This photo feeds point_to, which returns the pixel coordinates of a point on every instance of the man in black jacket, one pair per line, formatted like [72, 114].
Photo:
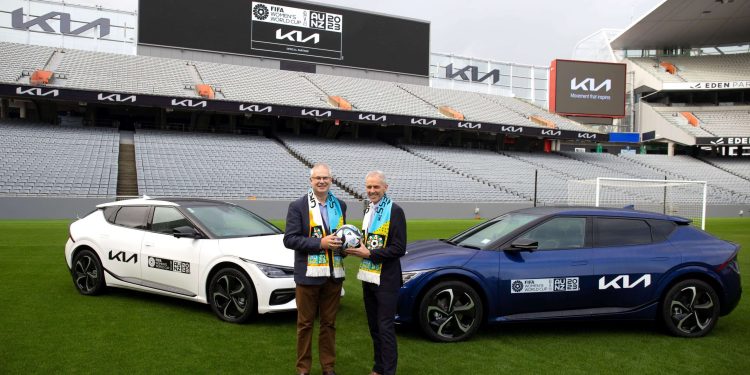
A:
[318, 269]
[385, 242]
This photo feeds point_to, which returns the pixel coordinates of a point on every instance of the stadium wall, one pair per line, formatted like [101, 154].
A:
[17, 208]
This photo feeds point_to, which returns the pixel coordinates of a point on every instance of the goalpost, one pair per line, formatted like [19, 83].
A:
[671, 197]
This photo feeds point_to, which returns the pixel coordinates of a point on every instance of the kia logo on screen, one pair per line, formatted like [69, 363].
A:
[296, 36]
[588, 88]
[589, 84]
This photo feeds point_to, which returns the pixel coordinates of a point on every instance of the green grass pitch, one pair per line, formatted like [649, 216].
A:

--

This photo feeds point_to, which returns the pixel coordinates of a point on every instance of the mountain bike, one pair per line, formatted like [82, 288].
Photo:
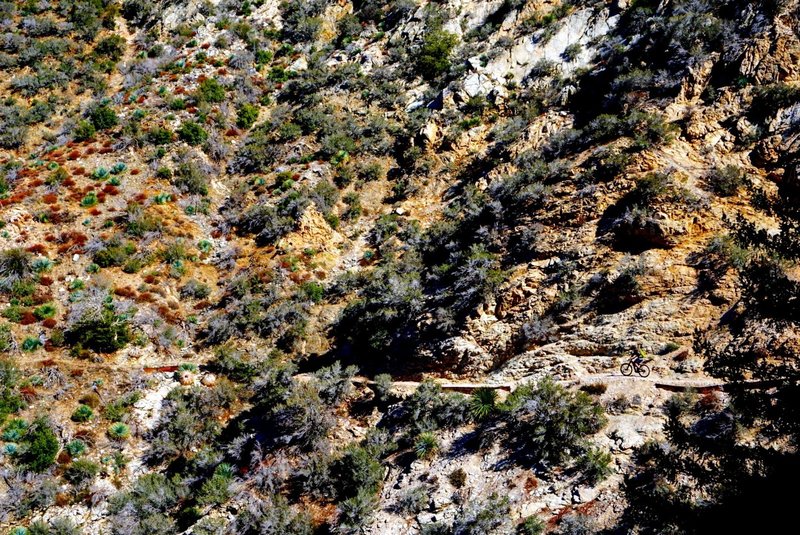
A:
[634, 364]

==

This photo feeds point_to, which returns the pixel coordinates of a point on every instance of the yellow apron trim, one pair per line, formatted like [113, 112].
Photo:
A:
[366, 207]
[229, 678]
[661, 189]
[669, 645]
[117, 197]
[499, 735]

### Given exercise
Count the lines of the records above that contain the string "point", and give only the number.

### Written answer
7